Output the data exactly, with every line intact.

+ + + +

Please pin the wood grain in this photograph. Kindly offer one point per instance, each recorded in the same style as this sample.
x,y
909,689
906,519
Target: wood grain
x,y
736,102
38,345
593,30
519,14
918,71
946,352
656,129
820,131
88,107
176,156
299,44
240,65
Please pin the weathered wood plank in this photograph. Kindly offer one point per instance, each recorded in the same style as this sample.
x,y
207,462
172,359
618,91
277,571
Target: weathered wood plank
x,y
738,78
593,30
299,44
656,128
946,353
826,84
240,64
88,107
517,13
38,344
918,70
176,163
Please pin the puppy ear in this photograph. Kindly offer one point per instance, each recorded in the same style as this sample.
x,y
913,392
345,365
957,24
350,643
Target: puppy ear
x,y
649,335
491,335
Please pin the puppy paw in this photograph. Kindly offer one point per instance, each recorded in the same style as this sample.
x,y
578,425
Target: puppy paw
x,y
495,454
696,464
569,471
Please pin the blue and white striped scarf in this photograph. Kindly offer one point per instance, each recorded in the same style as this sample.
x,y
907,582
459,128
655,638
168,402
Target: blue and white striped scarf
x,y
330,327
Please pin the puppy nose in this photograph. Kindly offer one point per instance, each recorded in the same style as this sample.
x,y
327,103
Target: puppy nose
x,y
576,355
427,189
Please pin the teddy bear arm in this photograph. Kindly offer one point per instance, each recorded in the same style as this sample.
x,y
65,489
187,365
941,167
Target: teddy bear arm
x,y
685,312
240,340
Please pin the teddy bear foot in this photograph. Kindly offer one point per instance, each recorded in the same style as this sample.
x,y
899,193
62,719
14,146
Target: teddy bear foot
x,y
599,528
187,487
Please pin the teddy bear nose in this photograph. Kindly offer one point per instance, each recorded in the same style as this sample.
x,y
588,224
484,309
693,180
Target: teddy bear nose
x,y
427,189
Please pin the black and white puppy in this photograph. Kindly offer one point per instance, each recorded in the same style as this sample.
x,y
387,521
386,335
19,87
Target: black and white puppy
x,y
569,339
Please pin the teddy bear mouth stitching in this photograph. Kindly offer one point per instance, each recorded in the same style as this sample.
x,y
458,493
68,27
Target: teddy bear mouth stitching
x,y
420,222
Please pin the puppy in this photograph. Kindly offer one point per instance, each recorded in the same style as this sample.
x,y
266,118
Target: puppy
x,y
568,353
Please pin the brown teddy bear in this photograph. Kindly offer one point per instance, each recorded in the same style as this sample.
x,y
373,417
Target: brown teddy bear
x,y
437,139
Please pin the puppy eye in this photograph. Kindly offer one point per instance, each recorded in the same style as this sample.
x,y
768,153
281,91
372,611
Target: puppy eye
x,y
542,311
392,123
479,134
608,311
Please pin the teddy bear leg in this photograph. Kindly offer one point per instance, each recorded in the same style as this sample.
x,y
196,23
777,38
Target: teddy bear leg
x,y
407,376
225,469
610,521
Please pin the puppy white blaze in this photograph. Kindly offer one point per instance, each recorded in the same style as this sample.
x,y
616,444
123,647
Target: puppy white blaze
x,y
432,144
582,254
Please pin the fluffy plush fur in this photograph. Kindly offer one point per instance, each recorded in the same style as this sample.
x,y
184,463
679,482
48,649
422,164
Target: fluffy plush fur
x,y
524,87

+ + + +

_Output for this task:_
Please pin the wood grain in this photograph. Kindly offer one point per instance, each recorded in the same style as this sample.
x,y
909,689
906,519
Target: wood grain
x,y
736,102
38,345
593,30
519,14
918,71
946,352
656,129
820,131
88,107
176,156
299,44
240,65
Please pin the weathered wood plank in this photograph. Kindly offer one point per instance, each recorded in the same style as this sample.
x,y
207,462
172,359
618,91
277,571
Target: weathered wood plank
x,y
738,78
593,30
299,44
656,128
946,353
826,84
240,64
88,107
517,13
38,344
918,70
176,163
Please pin the puppy ear in this photograph. Kindly offer one point per instance, each recorded in the same style as this sample.
x,y
913,392
345,365
957,24
350,643
Target: puppy ear
x,y
649,335
491,335
Please pin the puppy paw in this photograph. Kindly offer one point per instance, each recorded in the same style as this sample.
x,y
578,425
Target: puppy paw
x,y
495,454
696,464
569,471
Please pin the blue and white striped scarf in this photograph. Kindly offer one point per instance, each recorded in the same style as this sample.
x,y
907,582
459,128
655,638
168,402
Target: blue and white striped scarf
x,y
330,327
Please pin the puppy nose in this photograph. Kindly offer one point per instance, each recorded in the same style as this sample.
x,y
327,103
Target: puppy nose
x,y
576,355
427,189
Please pin the teddy bear arm in this photograph. Kindly offer one point per instance, each recorded in the same style as this sample.
x,y
65,489
187,365
941,167
Target: teddy bear arm
x,y
685,312
240,340
Please pin the teddy bear foot in this photograph. Kindly offer one point per instance, each recorded in the same style as this sample.
x,y
899,193
62,719
14,146
Target: teddy bear foot
x,y
599,528
187,487
Please pin the teddy bear nose in this photograph. Kindly offer one point per instance, each recorded in the same style as this sample.
x,y
588,224
484,309
693,180
Target: teddy bear nose
x,y
427,189
Please pin the black and white puppy in this photograph. Kindly offer one point per instance, each recorded in the same style as this sample.
x,y
387,521
386,335
19,87
Target: black and white puppy
x,y
569,339
Please pin the teddy bear mouth stitching in this photograph. Kindly offer one point per instance, each recorded in the same style as this sample.
x,y
458,493
68,27
Target: teddy bear mouth stitching
x,y
420,222
Please pin the puppy in this photograph. Kindly offer one point per instance, each recorded in the same style as this sample.
x,y
266,118
Target: puppy
x,y
568,353
Please pin the brown teddy bear in this photograph. Kindly offer one point per instance, each recorded in the same style as this sample.
x,y
373,417
Target: brown teddy bear
x,y
437,139
Please pin the puppy eye in this photograph. Kindly offer one point per instance, each recorded in the same style as this sample.
x,y
768,153
281,91
372,611
Target: puppy eye
x,y
542,311
392,123
479,134
608,311
Please pin the teddy bear leg in this photograph. Kindly offer one point per instance, each recorded in the same style as this sample.
x,y
196,23
777,38
Target: teddy bear leg
x,y
407,376
225,469
610,521
Please pin the puppy white blaze in this photograph. Kindly offer one point per instance, each recorded in the same style as this sample.
x,y
616,444
123,647
Target: puppy white blaze
x,y
432,144
582,254
Please pin the fluffy plush fur in this photograph. Kindly offer one point per instance, each recorded in the same style as this sample.
x,y
184,463
679,482
48,649
422,164
Target: fluffy plush fur
x,y
524,87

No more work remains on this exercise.